Simulated Author's Rebuttal

2 responses · 0 unresolved

We thank the referee for their constructive comments on our manuscript. We address the major concerns regarding the definition of wackiness and the experimental analysis of ID vs OOD effectiveness below. We will make revisions to clarify and strengthen these aspects.

read point-by-point responses
  1. Referee: [§3.2] §3.2 (definition of wackiness): The formal definition ties wackiness directly to lexical utility of expansion terms. If this utility is measured on the same in-domain collections used for the effectiveness ablations (as implied by the use of standard MS MARCO-style splits), the subsequent claim that wacky weights drive in-domain gains more than OOD gains risks circularity; terms are labeled wacky precisely because they supply useful lexical signals in that domain. Please clarify the data used for utility computation and provide an explicit argument or control experiment showing the ID/OOD differential is not an artifact of the labeling procedure.

    Authors: We appreciate this observation on potential circularity. In the manuscript, the lexical utility for defining wackiness is computed using the MS MARCO training set, which is the in-domain data. To address the concern, we will revise §3.2 to explicitly state the data used and add a control where we compute utility on a separate out-of-domain dataset (e.g., using TREC DL or other collections). We will also include an argument that the ablation experiments measure the marginal contribution to retrieval metrics separately from the labeling, and show that the differential effect holds even when controlling for the definition. This will demonstrate that the ID/OOD distinction is not merely an artifact. revision: yes

  2. Referee: [§5] §5 (experimental results on ID vs OOD): The central claim that wacky weights are used primarily for in-domain effectiveness rests on comparisons of effectiveness deltas with and without wacky terms. No statistical significance tests or confidence intervals are reported for these deltas, and the construction of the out-of-domain splits is not detailed. Both omissions are load-bearing for the generalization conclusion.

■ **EXCERPTED DATA**
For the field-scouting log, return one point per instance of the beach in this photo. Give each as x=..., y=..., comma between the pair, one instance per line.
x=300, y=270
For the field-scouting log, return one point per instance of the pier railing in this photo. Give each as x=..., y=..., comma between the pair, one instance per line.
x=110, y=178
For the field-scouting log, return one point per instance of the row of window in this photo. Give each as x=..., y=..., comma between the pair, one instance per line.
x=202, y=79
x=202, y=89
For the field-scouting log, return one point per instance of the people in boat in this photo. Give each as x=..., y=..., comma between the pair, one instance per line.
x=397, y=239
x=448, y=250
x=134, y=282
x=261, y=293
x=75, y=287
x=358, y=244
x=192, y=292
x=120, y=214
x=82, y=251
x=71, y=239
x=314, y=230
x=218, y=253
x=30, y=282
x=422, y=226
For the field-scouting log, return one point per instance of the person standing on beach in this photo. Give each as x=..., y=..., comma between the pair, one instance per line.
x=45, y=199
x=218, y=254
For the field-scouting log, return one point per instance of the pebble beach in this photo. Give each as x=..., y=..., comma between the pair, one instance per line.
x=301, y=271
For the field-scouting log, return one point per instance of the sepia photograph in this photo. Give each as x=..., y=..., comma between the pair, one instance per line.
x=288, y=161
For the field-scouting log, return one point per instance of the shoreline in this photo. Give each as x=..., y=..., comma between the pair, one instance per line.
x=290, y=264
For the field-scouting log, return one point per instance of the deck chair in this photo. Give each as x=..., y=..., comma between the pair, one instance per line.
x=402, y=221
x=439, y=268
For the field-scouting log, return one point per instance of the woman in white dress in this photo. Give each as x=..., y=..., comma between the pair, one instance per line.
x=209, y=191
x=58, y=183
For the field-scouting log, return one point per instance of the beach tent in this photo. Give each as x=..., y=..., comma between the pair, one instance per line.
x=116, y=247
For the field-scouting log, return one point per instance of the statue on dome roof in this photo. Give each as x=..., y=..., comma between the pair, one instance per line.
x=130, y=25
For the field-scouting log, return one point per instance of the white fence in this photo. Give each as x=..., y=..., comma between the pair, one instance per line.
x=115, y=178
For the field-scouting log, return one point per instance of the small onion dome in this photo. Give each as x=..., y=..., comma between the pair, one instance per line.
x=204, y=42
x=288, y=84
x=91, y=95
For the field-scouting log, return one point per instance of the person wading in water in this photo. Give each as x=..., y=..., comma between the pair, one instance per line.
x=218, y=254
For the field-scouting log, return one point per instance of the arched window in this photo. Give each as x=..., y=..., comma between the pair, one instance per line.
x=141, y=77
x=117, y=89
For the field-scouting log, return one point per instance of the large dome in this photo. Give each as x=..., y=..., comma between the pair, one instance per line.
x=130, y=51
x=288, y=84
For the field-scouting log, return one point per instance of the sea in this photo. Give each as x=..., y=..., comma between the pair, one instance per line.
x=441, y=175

■ **WHAT YOU ARE ASKED TO DO**
According to the rebuttal, which dataset is used to compute the lexical utility that defines wackiness?

■ **REPLY TO THE EXERCISE**
The MS MARCO training set, which is the in-domain data.